**STATED GOAL 1**
Decide whether each statement agrees with the passage on price stability that follows, answering yes or no and quoting the passage's deciding words: (a) the budget proposed for fiscal year 1960 balances expenditures with receipts at $77 billion; (b) the Congress will be asked to repeal the Employment Act of 1946; (c) programs for public information on prices, wages, and productivity will be slowed down.

**EXTRACT PROVIDED**
## Start

The chief way for Government to discharge its responsibility in helping to achieve economic growth with price stability is through the prudent conduct of its own financial affairs. The budget submitted to the Congress for the fiscal year 1960, which balances expenditures with receipts at a level of $77 billion, seeks to fulfill this responsibility. If Government spending is held within the limits set in the proposed budget, the growth of our economy at the rate that may be expected would make it possible in the reasonably foreseeable future to provide, through a significant further step in tax reform and reduction, added incentives and means for vigorous economic growth and improvement.

Governmental actions in other areas can also help to maintain price stability as our economy expands. The Congress will be requested to amend the Employment Act of 1946 to make reasonable price stability an explicit goal of Federal economic policy, coordinate with the goals of maximum production, employment, and purchasing power now specified in that Act. Steps will be taken within the Executive Branch to assure that governmental programs and activities are administered in line with the objective of reasonable price stability, and programs for the enlargement and improvement of public information on prices, wages and related costs, and productivity will be accelerated.

## End

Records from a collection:
## Start

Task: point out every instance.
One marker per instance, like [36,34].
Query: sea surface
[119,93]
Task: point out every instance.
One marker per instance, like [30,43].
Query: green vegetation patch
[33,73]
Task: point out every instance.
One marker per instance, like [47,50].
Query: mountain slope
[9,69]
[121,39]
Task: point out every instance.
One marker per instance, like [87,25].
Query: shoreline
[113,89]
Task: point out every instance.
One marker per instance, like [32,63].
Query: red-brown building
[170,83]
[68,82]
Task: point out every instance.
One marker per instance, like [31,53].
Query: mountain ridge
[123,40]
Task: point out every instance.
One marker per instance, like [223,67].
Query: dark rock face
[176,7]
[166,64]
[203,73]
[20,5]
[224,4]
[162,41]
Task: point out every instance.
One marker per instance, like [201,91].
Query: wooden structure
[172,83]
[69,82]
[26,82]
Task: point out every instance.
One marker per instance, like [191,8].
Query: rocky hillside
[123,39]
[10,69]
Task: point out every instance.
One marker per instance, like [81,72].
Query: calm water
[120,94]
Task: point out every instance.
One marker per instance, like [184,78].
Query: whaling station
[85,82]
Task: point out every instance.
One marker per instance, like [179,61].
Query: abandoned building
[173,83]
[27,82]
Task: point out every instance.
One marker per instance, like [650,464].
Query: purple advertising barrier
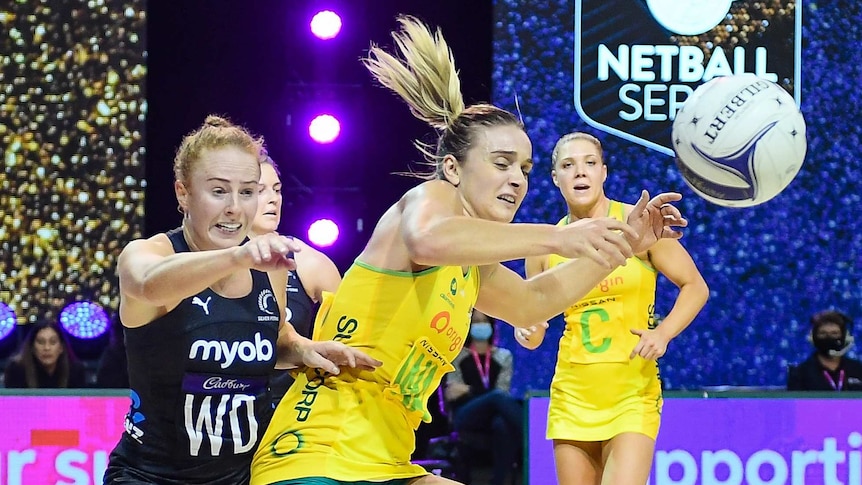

## End

**STATED GOAL 2**
Rewrite all of the records above with "instance" replaced by "occurrence" wherever it appears, changing nothing else and leaving out the picture.

**TASK RESPONSE 1**
(a) Yes: "which balances expenditures with receipts at a level of $77 billion"
(b) No: "The Congress will be requested to amend the Employment Act of 1946"
(c) No: "programs for the enlargement and improvement of public information on prices, wages and related costs, and productivity will be accelerated"

**TASK RESPONSE 2**
Task: point out every occurrence.
One marker per occurrence, like [36,34].
Query: sea surface
[119,93]
Task: point out every occurrence.
One marker per occurrence, like [30,43].
Query: green vegetation patch
[33,73]
Task: point out every occurrence.
One marker per occurrence, like [47,50].
Query: mountain slope
[9,69]
[121,39]
Task: point out every occurrence.
One marker per occurrence, like [87,25].
Query: shoreline
[113,89]
Task: point out every occurrence.
One marker per occurrence, like [32,63].
Query: red-brown building
[170,83]
[68,82]
Task: point out every occurrence.
One marker per occurrence, like [31,53].
Query: mountain ridge
[123,40]
Task: point out every occurrence.
One marker per occurrence, like [223,67].
Query: dark rock face
[176,7]
[166,64]
[203,73]
[20,5]
[224,4]
[162,41]
Task: point out every occurrence.
One marker per occurrence, like [201,91].
Query: wooden structure
[172,83]
[69,82]
[26,82]
Task: point out every occurrence.
One marker per occurrence, like [191,8].
Query: rocky hillside
[123,39]
[10,69]
Task: point out every occurrence.
One marker per occurrence, like [81,72].
Query: calm water
[120,94]
Task: point out every occurrence.
One marker per occurrence, like [184,78].
Query: whaling station
[85,82]
Task: point out every occurrence.
One marker per occurrence, like [179,61].
Query: abandoned building
[173,83]
[27,82]
Task: point out every occurrence.
One marker per occurrence, like [650,464].
Query: purple advertising barrier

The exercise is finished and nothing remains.